• _What to do_:
Copy out every line in the entries below that contains the word "concrete".
═══ Records for this exercise
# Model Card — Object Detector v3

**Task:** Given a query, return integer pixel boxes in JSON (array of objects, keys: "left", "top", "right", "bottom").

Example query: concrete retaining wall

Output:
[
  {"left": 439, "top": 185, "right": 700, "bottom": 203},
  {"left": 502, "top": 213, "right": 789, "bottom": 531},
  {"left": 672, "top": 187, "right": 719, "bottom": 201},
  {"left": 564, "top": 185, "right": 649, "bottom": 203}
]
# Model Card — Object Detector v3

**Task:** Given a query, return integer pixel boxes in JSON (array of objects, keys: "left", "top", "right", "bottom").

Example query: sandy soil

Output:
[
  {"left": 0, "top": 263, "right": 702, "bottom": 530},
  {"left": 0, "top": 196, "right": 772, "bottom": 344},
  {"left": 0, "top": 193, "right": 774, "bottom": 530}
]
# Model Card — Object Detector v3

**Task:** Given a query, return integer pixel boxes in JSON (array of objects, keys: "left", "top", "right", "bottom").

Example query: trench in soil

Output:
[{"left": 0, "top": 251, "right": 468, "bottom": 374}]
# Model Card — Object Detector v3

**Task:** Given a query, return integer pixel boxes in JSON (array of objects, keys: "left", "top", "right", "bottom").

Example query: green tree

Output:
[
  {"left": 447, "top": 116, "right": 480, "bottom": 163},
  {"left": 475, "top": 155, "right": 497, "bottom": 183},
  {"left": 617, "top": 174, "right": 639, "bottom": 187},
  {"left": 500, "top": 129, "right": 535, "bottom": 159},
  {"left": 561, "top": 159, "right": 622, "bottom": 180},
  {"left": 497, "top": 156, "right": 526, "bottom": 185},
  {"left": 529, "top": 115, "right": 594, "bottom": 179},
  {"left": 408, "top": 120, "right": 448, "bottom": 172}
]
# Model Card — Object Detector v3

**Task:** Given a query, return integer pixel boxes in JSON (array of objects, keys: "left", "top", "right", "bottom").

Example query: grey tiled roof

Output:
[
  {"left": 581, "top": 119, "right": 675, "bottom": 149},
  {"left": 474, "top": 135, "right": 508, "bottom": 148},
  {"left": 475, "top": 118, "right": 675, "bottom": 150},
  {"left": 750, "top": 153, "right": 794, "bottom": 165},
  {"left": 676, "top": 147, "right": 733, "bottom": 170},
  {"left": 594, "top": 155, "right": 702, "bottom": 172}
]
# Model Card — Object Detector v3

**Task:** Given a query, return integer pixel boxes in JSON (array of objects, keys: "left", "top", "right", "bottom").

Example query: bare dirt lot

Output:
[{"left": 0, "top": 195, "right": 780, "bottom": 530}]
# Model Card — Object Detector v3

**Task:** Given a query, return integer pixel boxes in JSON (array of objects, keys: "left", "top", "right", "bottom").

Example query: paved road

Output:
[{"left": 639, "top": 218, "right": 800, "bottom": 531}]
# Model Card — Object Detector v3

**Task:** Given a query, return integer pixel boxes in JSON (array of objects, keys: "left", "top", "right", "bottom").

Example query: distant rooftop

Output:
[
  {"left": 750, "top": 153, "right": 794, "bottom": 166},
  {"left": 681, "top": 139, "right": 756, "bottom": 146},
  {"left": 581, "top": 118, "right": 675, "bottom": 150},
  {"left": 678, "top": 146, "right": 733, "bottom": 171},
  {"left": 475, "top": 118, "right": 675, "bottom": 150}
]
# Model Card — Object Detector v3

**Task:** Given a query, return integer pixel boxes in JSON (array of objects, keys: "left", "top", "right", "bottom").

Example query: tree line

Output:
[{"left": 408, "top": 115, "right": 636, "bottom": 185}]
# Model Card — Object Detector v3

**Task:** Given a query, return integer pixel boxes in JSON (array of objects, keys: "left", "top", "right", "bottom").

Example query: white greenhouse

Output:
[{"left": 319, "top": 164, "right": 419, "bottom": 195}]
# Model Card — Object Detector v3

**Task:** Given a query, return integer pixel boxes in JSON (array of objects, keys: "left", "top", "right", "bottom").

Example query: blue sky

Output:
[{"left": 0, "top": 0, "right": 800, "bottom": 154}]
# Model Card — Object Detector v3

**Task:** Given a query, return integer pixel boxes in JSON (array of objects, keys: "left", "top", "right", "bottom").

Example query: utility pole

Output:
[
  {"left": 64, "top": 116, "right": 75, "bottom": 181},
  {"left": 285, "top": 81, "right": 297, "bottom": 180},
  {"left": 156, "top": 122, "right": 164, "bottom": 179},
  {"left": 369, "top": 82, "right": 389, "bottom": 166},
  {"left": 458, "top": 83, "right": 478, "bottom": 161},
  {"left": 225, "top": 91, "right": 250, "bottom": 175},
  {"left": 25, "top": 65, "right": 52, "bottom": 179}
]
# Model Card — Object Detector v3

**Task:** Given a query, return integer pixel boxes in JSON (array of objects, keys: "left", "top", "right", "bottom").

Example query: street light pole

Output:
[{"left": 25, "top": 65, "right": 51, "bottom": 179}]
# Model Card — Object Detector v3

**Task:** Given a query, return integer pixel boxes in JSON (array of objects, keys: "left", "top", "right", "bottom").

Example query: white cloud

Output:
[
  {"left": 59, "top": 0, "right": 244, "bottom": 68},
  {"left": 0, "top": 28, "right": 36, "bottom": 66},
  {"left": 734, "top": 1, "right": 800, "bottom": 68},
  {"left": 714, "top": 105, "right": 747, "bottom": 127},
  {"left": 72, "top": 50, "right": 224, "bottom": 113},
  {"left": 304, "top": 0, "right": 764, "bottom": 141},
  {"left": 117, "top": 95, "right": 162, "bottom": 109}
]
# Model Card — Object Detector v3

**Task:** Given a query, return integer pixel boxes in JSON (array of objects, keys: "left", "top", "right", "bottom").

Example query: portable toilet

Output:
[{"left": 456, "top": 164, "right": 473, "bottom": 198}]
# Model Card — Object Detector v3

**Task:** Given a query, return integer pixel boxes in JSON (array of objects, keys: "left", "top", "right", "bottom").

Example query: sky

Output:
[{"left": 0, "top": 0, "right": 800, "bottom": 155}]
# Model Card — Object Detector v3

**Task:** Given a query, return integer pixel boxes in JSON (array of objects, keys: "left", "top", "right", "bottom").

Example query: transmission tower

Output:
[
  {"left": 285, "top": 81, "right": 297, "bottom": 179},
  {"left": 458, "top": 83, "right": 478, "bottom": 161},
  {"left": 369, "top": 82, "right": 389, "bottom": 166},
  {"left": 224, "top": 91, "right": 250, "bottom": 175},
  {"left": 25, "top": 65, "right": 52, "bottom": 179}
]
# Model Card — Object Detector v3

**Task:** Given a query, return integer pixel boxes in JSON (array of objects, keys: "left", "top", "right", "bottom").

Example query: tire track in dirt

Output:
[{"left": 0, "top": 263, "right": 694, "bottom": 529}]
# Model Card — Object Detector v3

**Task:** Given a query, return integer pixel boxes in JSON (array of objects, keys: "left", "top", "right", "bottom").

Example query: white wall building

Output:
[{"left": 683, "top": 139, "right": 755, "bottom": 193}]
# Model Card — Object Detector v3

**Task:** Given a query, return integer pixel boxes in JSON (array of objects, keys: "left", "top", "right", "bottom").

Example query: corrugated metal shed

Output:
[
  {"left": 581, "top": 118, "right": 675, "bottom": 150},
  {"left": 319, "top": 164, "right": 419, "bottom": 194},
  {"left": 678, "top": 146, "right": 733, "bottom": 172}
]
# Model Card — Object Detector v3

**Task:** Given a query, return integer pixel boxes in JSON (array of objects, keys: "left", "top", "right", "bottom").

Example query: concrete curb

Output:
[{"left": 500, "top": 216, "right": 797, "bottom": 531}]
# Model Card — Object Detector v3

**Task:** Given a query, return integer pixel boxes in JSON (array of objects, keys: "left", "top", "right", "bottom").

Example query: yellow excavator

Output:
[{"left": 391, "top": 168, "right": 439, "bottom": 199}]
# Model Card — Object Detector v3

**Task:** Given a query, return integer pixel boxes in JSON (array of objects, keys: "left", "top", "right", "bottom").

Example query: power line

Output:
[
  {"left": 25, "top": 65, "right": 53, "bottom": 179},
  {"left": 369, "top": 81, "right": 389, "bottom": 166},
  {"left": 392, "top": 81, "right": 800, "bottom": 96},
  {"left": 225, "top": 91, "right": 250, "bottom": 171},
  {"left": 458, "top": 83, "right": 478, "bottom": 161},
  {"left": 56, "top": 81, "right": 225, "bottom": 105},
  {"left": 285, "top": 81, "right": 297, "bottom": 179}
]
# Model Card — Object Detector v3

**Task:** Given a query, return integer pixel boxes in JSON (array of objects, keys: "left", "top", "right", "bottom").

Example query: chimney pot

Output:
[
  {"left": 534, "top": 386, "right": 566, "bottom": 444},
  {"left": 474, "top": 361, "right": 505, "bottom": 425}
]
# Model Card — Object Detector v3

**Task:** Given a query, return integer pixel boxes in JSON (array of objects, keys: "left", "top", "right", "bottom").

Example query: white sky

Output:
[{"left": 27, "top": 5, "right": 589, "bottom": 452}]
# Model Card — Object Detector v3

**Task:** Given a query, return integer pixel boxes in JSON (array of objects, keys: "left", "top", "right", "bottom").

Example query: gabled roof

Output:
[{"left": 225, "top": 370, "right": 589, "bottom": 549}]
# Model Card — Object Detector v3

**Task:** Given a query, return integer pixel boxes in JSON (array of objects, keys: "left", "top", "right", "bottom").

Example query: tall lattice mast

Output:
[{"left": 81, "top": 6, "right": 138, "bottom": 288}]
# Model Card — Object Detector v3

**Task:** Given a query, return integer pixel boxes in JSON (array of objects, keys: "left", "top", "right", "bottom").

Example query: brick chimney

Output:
══════
• _Correct result_:
Example query: concrete retaining wall
Example query: concrete curb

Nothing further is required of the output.